WORK ITEM
Print verbatim the lines of the entries from the one containing "of the dead" to the last, inclusive, and no others.

[Records contained in a dataset]
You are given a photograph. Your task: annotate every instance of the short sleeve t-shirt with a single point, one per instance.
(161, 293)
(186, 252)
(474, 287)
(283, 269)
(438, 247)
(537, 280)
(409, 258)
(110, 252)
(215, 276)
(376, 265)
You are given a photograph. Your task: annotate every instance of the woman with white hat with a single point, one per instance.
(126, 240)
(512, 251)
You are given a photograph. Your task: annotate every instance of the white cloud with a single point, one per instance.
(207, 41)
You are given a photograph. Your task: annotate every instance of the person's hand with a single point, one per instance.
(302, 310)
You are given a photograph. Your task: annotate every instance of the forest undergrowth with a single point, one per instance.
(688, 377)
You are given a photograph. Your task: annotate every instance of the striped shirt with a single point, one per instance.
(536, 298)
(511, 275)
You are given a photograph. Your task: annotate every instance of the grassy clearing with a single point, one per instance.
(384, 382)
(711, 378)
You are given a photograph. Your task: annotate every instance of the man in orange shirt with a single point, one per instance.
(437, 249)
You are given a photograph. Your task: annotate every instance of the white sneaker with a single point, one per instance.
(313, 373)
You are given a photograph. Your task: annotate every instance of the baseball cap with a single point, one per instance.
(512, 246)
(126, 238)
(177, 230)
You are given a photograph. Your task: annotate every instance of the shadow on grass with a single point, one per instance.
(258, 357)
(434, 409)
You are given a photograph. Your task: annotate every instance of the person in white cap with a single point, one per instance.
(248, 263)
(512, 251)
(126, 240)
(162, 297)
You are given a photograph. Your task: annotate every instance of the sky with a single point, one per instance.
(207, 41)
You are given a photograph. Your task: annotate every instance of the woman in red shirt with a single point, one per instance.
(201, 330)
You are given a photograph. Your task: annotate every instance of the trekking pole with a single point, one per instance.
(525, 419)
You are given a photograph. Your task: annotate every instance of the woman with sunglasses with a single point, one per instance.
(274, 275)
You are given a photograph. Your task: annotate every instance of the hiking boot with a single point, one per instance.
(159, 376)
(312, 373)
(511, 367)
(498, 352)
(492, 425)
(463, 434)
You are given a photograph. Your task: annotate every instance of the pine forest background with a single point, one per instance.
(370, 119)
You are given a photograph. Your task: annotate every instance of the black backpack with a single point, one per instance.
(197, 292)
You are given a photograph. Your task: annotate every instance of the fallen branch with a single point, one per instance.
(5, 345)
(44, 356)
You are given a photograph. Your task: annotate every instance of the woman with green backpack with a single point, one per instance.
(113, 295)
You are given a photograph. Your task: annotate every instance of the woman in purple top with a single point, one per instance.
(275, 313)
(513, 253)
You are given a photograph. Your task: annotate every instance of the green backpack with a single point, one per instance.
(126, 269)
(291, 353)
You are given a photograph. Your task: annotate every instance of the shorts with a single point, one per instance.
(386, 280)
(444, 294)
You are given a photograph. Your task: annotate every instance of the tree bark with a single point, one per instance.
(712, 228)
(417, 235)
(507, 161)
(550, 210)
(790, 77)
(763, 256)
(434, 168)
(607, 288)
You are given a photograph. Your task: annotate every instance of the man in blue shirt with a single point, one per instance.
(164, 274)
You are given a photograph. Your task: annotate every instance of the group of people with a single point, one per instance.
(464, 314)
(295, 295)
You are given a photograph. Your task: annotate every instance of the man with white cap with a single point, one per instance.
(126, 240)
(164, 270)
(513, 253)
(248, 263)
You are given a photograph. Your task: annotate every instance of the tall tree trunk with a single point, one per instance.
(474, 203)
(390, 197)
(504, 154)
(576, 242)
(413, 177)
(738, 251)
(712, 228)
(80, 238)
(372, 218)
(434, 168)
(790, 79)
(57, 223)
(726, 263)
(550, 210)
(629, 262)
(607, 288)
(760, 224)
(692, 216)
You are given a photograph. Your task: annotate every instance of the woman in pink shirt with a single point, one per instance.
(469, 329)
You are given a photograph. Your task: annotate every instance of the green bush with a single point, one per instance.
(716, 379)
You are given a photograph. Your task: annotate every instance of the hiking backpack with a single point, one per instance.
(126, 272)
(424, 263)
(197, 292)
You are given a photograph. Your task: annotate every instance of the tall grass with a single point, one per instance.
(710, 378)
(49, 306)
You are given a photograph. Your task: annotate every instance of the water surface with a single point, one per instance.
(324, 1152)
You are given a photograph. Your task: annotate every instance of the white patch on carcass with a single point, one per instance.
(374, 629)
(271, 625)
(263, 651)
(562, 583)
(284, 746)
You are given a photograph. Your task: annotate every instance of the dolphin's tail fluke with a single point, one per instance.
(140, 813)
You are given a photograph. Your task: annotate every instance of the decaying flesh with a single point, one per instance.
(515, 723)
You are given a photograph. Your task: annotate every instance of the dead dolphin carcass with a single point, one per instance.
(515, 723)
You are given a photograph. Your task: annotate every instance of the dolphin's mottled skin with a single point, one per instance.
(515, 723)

WRITTEN SOLUTION
You are given a photograph. Your task: annotate every instance of the dead dolphin carcass with a single point, one per instance.
(515, 723)
You are given a photograph. Your task: annotate every instance of the dolphin's mottled skin with a single point, one per instance.
(515, 723)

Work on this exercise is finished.